Document excerpt ▸
::::

Any new updates with Engine Driven??? I'm also wondering if you did any plating on the front spring pocket, or just cut to clear and throw your upper cup right in???

When I did my 67, I used Contitech 2600's up front and had to cut ALOT. I didnt reinforce or late anything, but always questioned it. 

Thanks


----------



## CaddyOn3

Keep us posted if the STOCK A/C pump works!!! That could be HUGE if it does!


----------



## el wesso gresso

i will .. he's waiting for the wide white walls to come in before he brings it back to me .. should be hear from him in about a week


----------



## el wesso gresso

> _Originally posted by CaddyOn3_@Feb 27 2009, 04:39 PM~13131481
> *Any new updates with Engine Driven???    I'm also wondering if you did any plating on the front spring pocket, or just cut to clear and throw your upper cup right in???
> 
> When I did my 67, I used Contitech 2600's up front and had to cut ALOT.  I didnt reinforce or late anything, but always questioned it.
> 
> Thanks
> *


i didnt cut a whole lot just enough to give me about 1/2" clearance around the bag . but i did weld it back together (the cups are double walled) .and no i didnt plate it , i didnt cut enough to weaken the pocket .


----------



## matttatts

> _Originally posted by vandale_@Feb 23 2009, 01:19 AM~13083411
> *Here is my 66, should never had sold it either
> 
> 
> 
> 
> *


what size of rims are those?


----------



## 3caddyman

did u build the a arms or buy them i have a 64 cdv i would like to bag


----------



## SwitchBladeCustoms

Heres a buddy's 65 Caddy vert w/64 Riviera headlights. Shockwaves in the front and airlifts in the back.


----------



## el wesso gresso

> _Originally posted by 3caddyman_@Feb 28 2009, 04:56 PM~13139729
> *did u build the a arms or buy them i have a 64 cdv i would like to bag
> *


i built those arms .

::::

Provided data ▸

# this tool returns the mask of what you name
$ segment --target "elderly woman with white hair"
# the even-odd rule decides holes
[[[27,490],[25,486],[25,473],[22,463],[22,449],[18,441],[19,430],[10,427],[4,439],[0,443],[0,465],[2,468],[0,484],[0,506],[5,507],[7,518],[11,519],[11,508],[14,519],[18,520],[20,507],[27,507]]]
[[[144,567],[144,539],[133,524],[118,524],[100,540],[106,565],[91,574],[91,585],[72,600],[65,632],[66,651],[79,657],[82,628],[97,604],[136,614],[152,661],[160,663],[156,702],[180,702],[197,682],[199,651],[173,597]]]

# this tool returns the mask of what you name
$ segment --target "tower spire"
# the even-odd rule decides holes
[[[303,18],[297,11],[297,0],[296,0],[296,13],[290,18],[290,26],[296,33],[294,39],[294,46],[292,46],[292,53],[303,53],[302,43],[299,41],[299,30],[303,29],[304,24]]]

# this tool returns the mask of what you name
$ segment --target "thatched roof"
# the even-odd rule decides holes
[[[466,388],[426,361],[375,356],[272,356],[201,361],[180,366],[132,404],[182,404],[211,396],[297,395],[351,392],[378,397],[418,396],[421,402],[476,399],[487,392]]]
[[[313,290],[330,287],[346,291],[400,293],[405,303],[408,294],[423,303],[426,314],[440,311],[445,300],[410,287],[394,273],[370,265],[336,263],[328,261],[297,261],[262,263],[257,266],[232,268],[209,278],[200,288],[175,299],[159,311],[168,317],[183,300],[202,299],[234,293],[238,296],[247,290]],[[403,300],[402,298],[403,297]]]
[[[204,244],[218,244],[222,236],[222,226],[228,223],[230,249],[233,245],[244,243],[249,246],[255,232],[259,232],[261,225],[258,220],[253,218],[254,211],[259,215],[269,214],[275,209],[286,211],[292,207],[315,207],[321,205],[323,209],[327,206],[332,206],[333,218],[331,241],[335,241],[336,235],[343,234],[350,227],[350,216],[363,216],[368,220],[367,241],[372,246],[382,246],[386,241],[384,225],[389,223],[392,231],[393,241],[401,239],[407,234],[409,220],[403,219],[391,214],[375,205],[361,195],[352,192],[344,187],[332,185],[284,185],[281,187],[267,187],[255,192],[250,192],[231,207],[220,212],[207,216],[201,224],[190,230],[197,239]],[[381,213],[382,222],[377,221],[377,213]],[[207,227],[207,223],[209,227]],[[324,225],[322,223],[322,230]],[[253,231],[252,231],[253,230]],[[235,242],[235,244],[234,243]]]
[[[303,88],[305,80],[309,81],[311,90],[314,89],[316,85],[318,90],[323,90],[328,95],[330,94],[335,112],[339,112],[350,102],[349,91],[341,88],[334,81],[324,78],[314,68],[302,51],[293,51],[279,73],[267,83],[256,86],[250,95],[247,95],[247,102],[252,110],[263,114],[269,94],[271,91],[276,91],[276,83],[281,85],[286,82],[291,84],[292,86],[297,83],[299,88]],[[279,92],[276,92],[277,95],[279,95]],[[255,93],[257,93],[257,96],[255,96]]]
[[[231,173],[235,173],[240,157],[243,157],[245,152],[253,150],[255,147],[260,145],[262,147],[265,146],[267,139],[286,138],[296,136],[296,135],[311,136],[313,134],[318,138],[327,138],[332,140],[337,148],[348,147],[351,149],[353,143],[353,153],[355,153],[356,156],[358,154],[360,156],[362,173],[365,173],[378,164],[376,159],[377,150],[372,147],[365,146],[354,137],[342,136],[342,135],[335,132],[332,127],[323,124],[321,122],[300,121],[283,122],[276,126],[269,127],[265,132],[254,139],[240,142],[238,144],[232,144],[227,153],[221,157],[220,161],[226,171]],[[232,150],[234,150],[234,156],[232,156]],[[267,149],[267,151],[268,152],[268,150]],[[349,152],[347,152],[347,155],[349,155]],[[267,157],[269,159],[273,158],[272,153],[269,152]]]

::::

Requirements ▸
1 - Quote everything in the Cadillac air suspension thread from "## matttatts" down to "rims are those?".
2 - Extend the Cadillac air suspension thread past its final post.
The data comes from a separate source and is unrelated to the forum thread on bagging Cadillacs.

Answer list ▸
1 -
## matttatts

> _Originally posted by vandale_@Feb 23 2009, 01:19 AM~13083411
> *Here is my 66, should never had sold it either
> 
> 
> 
> 
> *


what size of rims are those?

2 -
----------



## 3caddyman

i have a 64 cdv ,did u make the a arms or did u buy them, also what did u do in the back,does the drive line have any vibration when u drive i hav heard that is a problem


----------



## ROSunshine

> _Originally posted by vandale_@Feb 23 2009, 01:19 AM~13083411
> *Here is my 66, should never had sold it either
> 
> 
> 
> 
> *


Whats The Brand that make those tires. I want a set for my 63 caddy  :biggrin:


----------



## el wesso gresso

> _Originally posted by 3caddyman_@Mar 4 2009, 06:10 PM~13182601
> *i have a 64 cdv ,did u make the a arms or did u buy them, also what did u do in the back,does the drive line have any vibration when u drive i hav heard that is a problem
> *



i built those arms , and no there is no vibration at all . 

as for the engine driven compressor i wont be seeing the car any time soon . he took it to a mechanic shop to get a gas leak fixed . when he got home the car caught on fire . damage is unknown . :0


----------



## el wesso gresso

he took this picture before it caught fire .


----------



## vandale

> _Originally posted by ROSunshine_@Mar 5 2009, 05:02 PM~13186009
> *Whats The Brand that make those tires. I want a set for my 63 caddy   :biggrin:
> *


They are Federal 235/35/18's. I white walled them myself by vulcanizing rubbe to the side wall.

I think Diamond Back make whitewalls in this size 

Cheers


----------



## ROSunshine

Thanks Bro!


----------



## Homer Pimpson

Clean cadys too bad you bagged them. Its either Juice or stock for me. 
Here is my 69.


----------



## <<<DR.J>>>

> _Originally posted by SwitchBladeCustoms_@Mar 1 2009, 02:20 AM~13143093
> *Heres a buddy's 65 Caddy vert w/64 Riviera headlights. Shockwaves in the front and airlifts in the back.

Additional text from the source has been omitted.